— PAGE —
These numbers are more pronounced when you single out America’s most ubiquitous rifle, the AR-15. Tactical Retailer estimates there are somewhere in the neighborhood of 500 manufacturers of AR-15s today, when less than 30 existed in 2000.
Of course some of this was exacerbated by the 10-year federal assault weapons ban that expired in 2004. The threat of further gun control measures has also fueled massive spikes in both AR-15 sales and prices in recent years. The market has slowed in 2016 and AR-15s are now aplenty in price ranges that fit every budget.
Despite many companies manufacturing what the casual gun buyer refers to as an AR-15, Colt is the original and primary manufacturer. AR-15 is the semi-automatic civilian version of the fully automatic M16 used by U.S. military and NATO forces. Both gas impingement and piston-driven operating systems are available and interchangeable simply by swapping out the upper receiver.
The most common AR-15 chamber is the .223 Remington. Some prefer the Mil-Spec 5.56 chamber, as it can safely fire both .223 and 5.56 NATO ammunition. Though some AR-15 newbies will tell you this works the other way around as well, it’s not a good idea.
Granted, 5.56 will shoot through the .223 chamber, the higher pressure of the previous and smaller chamber of the latter can cause numerous issues, with the worst possible outcome being a cracked upper receiver. When purchasing an AR-15, make certain the barrel is properly stamped — do not take a gun seller or manual’s word for it.
AR-15s are popular because of their versatility and accuracy. The political term “assault rifle” is inaccurate to describe the AR-15, since it is not fully automatic. AR-15s are sports rifles that are no more powerful than other rifles of the same caliber.
Only registered M16 owners can legally convert an AR-15 to give it three-shot burst or full automatic capabilities. There are, however, drop-in triggers with “positive reset” that provide a fully automatic feel to AR-15s that don’t require additional licensing.
Hunting and Self-Defense
Most people think of AR-15s solely as self-defense weapons. But because of their versatility, they are one of the best hunting rifles on the market.
When you think of rifling in an AR-15 barrel, think of throwing a football with that perfect spiral. The rifling, or twist, inside the barrel is what causes the bullet to spin and ultimately be more accurate when shot. Twist rates for AR-15s typically range from 1:7 to 1:12; the latter meaning the bullet spins one full rotation through 12 inches of barrel.
The lower the bullet weight (grain), the higher twist rate you’ll want for accuracy. For instance, 40-grain ammunition for squirrel or rabbit hunting would require the highest twist for maximum accuracy. Changing the longer barrel for small game to a shorter one for bigger game is easy and requires only a barrel wrench and receiver block.
Once you have the AR-15 lower receiver, parts and accessories can be purchased to customize it.
Start by replacing the standard A2 grip with a Hogue Rubber Monogrip or Magpul Rail Vertical. A less common but important modification new AR-15 owners should consider are anti-rotational trigger and hammer pins. Rotating pins wear out over time and enlarge the hole they’re housed in. This could ultimately lead them to break or come lose.
Once you get comfortable shooting your AR-15, you can decide whether a fixed or collapsible stock is right for you.

— EXTRACTED INFORMATION —
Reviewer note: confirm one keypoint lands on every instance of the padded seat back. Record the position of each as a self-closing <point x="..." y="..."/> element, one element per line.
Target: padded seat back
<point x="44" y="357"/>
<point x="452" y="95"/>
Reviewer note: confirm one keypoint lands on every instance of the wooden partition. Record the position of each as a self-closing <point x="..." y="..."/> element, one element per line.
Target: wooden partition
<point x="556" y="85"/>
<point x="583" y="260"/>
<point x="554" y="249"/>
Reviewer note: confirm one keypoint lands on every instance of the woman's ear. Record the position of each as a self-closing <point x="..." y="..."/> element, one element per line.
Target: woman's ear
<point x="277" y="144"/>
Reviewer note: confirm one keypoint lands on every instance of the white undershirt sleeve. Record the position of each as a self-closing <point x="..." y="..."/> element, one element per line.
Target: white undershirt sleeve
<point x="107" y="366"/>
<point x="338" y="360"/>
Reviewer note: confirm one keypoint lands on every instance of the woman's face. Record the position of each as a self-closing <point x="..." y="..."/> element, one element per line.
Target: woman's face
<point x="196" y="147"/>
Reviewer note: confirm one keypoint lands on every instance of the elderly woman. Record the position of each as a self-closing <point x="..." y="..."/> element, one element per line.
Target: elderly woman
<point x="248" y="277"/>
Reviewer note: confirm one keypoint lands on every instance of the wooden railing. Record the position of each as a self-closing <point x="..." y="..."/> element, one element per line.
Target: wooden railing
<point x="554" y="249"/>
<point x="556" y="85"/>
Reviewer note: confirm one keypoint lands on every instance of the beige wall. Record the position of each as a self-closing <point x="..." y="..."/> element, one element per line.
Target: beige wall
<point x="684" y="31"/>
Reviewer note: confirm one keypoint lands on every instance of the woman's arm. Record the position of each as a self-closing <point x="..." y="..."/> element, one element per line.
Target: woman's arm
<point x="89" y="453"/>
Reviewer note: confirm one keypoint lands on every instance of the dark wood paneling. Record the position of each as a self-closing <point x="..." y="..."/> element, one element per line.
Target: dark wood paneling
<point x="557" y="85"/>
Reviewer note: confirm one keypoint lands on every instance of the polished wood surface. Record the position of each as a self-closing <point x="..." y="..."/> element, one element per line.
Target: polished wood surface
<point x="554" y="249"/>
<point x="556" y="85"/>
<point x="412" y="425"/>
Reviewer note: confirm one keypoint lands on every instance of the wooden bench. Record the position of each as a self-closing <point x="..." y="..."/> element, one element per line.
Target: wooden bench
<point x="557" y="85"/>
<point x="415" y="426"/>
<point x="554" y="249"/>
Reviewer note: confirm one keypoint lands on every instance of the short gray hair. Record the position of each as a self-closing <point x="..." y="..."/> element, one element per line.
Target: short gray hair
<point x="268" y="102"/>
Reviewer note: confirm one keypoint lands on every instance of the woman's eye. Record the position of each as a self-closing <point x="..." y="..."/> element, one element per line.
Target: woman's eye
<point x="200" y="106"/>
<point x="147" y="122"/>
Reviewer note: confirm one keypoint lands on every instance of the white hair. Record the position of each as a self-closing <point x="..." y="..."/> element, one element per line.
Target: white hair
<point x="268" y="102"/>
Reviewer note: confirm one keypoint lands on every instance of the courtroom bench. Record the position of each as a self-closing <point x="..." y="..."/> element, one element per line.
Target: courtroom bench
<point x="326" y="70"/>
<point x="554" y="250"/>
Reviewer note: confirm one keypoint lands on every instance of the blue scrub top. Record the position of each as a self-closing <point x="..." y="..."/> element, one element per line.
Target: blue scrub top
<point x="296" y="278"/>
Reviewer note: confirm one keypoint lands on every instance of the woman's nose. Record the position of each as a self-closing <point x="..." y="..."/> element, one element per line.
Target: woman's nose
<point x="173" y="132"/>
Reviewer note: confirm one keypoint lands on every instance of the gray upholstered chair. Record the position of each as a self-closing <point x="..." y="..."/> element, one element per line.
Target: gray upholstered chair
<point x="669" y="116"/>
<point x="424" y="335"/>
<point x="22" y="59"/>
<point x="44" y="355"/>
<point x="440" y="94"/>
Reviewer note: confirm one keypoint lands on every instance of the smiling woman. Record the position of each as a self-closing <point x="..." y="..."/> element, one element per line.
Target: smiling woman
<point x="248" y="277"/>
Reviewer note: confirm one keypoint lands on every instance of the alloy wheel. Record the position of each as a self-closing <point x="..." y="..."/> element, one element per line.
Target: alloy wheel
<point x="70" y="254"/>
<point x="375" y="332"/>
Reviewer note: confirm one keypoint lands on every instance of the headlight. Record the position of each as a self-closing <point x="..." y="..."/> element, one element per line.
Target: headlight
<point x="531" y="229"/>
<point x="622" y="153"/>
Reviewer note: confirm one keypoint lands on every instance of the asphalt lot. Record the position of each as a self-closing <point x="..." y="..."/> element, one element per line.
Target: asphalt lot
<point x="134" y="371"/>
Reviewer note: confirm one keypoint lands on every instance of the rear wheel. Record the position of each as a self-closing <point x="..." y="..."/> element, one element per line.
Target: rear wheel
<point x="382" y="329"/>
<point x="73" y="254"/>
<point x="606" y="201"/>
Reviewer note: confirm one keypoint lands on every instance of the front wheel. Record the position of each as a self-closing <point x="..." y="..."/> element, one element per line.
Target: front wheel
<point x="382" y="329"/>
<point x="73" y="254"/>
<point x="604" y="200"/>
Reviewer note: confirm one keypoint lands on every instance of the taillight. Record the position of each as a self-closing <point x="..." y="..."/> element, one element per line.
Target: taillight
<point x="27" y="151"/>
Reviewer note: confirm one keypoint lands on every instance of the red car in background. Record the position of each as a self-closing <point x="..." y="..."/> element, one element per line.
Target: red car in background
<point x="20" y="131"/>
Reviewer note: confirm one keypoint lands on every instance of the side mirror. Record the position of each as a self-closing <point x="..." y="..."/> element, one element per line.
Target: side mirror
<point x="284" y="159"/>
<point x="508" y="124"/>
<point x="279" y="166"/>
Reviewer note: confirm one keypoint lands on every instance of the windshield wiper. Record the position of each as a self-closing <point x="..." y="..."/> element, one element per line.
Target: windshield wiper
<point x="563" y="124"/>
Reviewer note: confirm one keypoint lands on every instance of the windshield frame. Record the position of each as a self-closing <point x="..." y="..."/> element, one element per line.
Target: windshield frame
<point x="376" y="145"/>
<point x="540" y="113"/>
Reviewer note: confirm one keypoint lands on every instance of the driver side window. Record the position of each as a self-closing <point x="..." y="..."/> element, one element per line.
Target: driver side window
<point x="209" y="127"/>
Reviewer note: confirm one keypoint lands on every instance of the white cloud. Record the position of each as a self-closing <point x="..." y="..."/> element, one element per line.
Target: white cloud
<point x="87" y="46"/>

— JOBS —
(a) Which company does the article on AR-15 rifles identify as the original and primary manufacturer of the AR-15?
(b) Set down the passage from the article on AR-15 rifles word for word, starting with "Only registered M16" and going on through "inches of barrel.".
The items that come after the article on AR-15 rifles are separate material and are not related to it.

— RESULTS FOR EACH TASK —
(a) Colt

(b)
Only registered M16 owners can legally convert an AR-15 to give it three-shot burst or full automatic capabilities. There are, however, drop-in triggers with “positive reset” that provide a fully automatic feel to AR-15s that don’t require additional licensing.
Hunting and Self-Defense
Most people think of AR-15s solely as self-defense weapons. But because of their versatility, they are one of the best hunting rifles on the market.
When you think of rifling in an AR-15 barrel, think of throwing a football with that perfect spiral. The rifling, or twist, inside the barrel is what causes the bullet to spin and ultimately be more accurate when shot. Twist rates for AR-15s typically range from 1:7 to 1:12; the latter meaning the bullet spins one full rotation through 12 inches of barrel.